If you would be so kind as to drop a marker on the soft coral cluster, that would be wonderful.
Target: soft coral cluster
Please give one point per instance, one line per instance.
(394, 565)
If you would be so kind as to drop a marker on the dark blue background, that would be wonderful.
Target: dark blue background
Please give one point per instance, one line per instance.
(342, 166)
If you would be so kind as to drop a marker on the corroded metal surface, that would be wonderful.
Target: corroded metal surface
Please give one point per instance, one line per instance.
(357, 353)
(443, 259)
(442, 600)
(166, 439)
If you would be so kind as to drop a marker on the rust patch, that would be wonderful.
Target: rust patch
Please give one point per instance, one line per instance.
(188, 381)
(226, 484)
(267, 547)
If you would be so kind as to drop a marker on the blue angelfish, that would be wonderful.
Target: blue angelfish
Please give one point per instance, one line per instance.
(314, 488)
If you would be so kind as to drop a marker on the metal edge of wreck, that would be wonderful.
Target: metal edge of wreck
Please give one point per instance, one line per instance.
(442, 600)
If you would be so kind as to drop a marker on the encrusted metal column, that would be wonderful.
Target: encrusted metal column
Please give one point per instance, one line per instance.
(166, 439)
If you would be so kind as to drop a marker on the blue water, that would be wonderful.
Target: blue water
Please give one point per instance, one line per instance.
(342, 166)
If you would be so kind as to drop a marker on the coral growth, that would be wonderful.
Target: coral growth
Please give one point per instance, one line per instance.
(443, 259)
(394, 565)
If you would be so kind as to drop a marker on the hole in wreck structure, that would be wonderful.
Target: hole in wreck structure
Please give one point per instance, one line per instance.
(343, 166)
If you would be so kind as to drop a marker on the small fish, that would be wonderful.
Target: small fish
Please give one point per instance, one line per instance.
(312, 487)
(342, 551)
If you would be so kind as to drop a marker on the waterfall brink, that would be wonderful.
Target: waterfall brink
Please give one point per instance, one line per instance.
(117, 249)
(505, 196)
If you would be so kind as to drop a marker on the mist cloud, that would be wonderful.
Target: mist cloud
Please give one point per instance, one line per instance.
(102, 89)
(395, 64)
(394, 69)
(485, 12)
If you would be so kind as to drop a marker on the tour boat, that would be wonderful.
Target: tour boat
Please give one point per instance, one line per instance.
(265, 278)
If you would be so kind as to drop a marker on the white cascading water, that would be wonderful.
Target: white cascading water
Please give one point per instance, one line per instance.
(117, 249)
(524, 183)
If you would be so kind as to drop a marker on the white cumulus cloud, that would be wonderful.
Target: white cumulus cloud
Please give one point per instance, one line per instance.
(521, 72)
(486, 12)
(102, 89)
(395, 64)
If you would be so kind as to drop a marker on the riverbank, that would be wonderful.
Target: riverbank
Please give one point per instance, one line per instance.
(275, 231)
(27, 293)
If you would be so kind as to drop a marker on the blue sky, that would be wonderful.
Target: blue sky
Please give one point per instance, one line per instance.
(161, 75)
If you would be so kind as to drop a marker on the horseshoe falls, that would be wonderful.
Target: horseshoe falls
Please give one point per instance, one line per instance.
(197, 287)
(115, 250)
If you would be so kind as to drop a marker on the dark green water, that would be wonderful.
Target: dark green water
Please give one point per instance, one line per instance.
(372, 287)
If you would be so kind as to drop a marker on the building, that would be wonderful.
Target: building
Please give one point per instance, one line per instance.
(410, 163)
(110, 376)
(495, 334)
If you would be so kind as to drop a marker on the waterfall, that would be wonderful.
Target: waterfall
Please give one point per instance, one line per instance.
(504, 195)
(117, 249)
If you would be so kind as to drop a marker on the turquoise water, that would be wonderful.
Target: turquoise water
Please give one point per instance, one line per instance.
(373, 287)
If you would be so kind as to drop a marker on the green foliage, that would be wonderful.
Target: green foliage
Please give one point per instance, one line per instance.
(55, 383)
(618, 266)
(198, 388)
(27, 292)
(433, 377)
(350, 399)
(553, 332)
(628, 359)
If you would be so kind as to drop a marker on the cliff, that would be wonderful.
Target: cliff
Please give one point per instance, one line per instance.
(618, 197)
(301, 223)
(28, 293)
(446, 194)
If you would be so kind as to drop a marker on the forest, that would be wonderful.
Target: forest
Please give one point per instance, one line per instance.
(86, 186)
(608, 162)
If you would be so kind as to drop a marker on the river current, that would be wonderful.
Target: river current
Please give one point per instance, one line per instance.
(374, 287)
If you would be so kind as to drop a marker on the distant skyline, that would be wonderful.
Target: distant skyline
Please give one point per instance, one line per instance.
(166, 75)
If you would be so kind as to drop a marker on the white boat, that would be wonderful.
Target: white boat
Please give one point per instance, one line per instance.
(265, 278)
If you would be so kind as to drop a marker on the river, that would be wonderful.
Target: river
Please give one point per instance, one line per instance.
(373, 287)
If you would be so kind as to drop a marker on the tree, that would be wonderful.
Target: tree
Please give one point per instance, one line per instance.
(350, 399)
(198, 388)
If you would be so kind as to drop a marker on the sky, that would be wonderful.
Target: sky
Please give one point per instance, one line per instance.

### TASK DIRECTIONS
In the material above, find the line with "tree, that would be wonderful."; then retype it and every line after it through the last, exactly as written.

### WRITTEN ANSWER
If you would be so kind as to drop a marker on the tree, that would be wonderful.
Target: tree
Please give one point per instance, one line per instance.
(350, 399)
(198, 388)
If you would be so kind as to drop a marker on the sky, that would be wonderful.
Target: sky
Please give one point per instance, one line per instance.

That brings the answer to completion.